Input for this task Start Marker

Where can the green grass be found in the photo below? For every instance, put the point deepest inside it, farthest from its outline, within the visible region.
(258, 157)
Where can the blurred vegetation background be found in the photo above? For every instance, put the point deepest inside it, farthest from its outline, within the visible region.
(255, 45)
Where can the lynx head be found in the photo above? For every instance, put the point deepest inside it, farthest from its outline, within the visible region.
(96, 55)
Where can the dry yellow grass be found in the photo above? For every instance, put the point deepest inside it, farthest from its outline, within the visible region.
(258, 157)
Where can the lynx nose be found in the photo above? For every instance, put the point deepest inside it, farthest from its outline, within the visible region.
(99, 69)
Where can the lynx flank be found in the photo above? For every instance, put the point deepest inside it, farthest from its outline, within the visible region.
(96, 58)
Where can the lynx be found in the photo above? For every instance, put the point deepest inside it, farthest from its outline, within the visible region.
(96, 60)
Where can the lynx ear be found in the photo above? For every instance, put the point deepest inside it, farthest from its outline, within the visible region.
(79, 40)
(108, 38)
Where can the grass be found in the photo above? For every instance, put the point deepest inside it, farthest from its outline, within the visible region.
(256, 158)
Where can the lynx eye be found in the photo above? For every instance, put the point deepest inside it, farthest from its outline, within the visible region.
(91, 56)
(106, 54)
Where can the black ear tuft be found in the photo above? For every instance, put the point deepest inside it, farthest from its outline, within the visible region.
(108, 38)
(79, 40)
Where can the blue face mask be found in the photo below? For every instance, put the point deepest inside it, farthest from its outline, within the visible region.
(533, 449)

Input for this task End Marker
Input for this task Start Marker

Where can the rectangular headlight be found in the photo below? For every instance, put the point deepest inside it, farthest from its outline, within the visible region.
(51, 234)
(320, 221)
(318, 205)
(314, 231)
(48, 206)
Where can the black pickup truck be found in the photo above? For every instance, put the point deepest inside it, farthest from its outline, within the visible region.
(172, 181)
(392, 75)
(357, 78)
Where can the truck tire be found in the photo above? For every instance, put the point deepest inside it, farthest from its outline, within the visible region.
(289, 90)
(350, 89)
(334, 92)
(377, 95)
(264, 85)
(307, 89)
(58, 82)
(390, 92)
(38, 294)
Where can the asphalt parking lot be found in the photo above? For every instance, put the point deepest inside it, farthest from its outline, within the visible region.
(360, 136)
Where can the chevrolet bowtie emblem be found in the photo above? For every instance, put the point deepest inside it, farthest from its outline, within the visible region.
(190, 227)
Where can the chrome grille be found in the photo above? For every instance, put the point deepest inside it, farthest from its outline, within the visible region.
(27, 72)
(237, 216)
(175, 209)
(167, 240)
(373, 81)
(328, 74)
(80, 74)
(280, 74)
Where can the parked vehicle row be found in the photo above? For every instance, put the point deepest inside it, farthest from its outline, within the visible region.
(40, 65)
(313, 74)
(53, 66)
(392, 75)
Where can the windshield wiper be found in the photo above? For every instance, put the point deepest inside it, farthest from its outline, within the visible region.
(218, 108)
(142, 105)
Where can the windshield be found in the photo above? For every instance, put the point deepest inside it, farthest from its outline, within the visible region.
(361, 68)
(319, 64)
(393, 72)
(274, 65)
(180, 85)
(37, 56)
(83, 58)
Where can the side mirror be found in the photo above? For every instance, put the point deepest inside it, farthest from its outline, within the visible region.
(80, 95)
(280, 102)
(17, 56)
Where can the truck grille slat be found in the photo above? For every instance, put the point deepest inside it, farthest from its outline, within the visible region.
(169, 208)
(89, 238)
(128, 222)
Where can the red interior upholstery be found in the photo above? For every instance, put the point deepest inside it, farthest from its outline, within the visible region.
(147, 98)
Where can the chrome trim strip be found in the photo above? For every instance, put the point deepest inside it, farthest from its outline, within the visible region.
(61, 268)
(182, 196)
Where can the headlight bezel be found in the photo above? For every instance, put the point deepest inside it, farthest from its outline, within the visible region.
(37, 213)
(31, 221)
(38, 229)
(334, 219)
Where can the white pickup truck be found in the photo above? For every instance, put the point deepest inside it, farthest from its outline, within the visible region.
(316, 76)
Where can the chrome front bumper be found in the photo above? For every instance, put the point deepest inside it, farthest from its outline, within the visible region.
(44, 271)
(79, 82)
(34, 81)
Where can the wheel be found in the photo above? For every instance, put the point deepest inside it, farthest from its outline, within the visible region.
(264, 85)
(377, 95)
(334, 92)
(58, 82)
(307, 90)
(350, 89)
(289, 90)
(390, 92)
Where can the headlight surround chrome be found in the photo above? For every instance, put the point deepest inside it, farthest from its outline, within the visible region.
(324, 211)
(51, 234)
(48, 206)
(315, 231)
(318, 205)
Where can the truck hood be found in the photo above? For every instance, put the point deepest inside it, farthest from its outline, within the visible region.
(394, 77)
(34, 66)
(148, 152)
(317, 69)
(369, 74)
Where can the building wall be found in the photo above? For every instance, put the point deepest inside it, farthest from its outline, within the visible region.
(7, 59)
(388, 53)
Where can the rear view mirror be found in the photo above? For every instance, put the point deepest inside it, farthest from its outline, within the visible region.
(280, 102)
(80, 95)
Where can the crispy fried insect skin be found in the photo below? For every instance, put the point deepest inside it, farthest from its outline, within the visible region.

Input for this task End Marker
Input for this task Start Marker

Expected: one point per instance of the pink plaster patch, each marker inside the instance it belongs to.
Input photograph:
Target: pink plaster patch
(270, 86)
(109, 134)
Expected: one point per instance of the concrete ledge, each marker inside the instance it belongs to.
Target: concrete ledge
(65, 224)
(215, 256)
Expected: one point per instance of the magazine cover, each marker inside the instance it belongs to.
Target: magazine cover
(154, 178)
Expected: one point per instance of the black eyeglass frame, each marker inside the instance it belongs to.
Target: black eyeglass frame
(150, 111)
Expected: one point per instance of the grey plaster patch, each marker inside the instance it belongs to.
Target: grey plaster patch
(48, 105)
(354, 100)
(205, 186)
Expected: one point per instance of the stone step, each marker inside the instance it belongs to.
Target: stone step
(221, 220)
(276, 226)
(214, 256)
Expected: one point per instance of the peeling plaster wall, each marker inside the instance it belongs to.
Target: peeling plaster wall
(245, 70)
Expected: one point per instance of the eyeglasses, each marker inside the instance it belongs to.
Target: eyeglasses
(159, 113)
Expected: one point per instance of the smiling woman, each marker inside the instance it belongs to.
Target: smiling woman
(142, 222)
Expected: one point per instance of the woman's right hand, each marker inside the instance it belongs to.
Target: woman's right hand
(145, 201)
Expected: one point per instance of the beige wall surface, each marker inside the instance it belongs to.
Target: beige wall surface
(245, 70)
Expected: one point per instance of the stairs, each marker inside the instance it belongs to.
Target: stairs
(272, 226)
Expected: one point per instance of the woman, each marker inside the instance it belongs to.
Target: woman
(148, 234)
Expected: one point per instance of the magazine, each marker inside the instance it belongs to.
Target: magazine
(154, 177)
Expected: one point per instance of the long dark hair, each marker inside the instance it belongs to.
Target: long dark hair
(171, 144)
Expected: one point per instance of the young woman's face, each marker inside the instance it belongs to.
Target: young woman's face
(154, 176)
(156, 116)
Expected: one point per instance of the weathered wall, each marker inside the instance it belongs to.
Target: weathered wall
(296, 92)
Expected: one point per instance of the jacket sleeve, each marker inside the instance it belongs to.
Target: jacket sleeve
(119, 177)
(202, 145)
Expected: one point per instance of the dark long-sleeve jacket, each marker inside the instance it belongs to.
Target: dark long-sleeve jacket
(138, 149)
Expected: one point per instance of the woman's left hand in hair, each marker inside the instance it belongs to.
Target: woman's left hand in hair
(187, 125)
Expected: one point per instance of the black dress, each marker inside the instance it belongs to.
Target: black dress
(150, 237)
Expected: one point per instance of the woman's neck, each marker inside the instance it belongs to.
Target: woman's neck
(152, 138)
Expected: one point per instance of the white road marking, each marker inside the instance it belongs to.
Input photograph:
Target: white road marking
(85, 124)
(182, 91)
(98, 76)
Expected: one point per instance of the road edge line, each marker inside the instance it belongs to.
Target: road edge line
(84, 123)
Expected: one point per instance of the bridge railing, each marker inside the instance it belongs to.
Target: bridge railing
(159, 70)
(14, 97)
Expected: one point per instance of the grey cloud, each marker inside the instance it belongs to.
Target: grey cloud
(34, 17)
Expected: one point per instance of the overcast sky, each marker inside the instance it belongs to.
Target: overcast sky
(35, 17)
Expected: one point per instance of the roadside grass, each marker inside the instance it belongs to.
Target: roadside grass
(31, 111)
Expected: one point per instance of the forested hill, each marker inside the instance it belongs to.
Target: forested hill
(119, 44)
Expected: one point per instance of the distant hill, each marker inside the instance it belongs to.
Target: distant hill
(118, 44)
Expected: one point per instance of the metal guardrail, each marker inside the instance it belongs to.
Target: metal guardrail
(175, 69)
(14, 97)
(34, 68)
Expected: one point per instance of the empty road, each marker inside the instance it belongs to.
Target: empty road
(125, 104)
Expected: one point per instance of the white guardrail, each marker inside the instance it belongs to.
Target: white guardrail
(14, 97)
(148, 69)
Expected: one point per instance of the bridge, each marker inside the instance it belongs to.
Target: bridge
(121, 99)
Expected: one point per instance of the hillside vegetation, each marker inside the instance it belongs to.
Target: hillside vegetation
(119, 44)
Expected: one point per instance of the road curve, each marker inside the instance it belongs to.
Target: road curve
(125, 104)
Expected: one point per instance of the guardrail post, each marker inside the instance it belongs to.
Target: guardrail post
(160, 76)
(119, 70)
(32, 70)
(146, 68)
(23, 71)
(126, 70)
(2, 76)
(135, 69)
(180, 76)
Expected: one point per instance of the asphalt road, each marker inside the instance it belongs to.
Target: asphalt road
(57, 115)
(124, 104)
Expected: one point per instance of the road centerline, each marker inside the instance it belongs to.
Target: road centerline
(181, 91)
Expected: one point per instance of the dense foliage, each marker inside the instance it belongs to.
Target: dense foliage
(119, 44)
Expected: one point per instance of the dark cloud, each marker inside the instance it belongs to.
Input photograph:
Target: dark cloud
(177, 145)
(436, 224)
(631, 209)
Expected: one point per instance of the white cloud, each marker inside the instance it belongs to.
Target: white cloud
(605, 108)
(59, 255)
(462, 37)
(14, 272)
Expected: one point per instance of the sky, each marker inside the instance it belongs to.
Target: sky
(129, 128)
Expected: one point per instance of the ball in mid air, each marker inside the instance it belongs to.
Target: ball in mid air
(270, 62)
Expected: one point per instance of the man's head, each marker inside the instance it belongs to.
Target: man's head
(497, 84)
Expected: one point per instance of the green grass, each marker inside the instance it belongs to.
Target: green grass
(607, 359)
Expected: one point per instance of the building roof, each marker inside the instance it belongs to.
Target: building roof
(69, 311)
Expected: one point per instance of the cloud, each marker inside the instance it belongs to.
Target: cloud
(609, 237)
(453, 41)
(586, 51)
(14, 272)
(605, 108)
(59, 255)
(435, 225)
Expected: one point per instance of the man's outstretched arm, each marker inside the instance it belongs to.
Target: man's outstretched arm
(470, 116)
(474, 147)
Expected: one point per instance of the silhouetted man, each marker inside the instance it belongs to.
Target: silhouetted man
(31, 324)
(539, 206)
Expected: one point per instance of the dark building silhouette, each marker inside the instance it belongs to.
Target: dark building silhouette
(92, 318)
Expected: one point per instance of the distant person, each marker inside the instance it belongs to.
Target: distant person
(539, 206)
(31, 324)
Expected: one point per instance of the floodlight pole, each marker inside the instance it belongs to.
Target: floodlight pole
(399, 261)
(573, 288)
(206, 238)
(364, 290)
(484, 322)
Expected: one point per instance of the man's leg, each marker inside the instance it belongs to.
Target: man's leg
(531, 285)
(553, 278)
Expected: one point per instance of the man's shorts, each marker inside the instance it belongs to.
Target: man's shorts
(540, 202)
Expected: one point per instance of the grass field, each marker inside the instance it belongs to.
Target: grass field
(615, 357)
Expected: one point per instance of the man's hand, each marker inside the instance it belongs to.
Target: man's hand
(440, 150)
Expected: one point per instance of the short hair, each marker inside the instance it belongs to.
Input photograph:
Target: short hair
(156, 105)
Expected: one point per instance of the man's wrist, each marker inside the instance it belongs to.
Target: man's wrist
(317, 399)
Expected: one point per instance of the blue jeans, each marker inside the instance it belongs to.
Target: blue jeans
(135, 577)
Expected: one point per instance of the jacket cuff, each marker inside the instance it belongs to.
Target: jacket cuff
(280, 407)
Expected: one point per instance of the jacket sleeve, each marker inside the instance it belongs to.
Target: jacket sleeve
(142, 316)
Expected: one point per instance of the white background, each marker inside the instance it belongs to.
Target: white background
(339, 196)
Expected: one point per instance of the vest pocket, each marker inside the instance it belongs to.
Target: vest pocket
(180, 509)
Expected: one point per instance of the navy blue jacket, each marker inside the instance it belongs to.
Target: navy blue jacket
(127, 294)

Input for this task End Marker

• **Problem statement**
Restate word for word the entries above, starting at the line with "Target: weathered wall" and ending at the line with "Expected: one point per instance of the dark long-sleeve", inclusive, and no others.

• **Answer to the problem**
Target: weathered wall
(296, 92)
Expected: one point per instance of the jacket sleeve, each marker inside the instance it belongs to.
Target: jacket sleeve
(119, 177)
(202, 145)
Expected: one point per instance of the dark long-sleeve jacket, each marker inside the instance it belongs to.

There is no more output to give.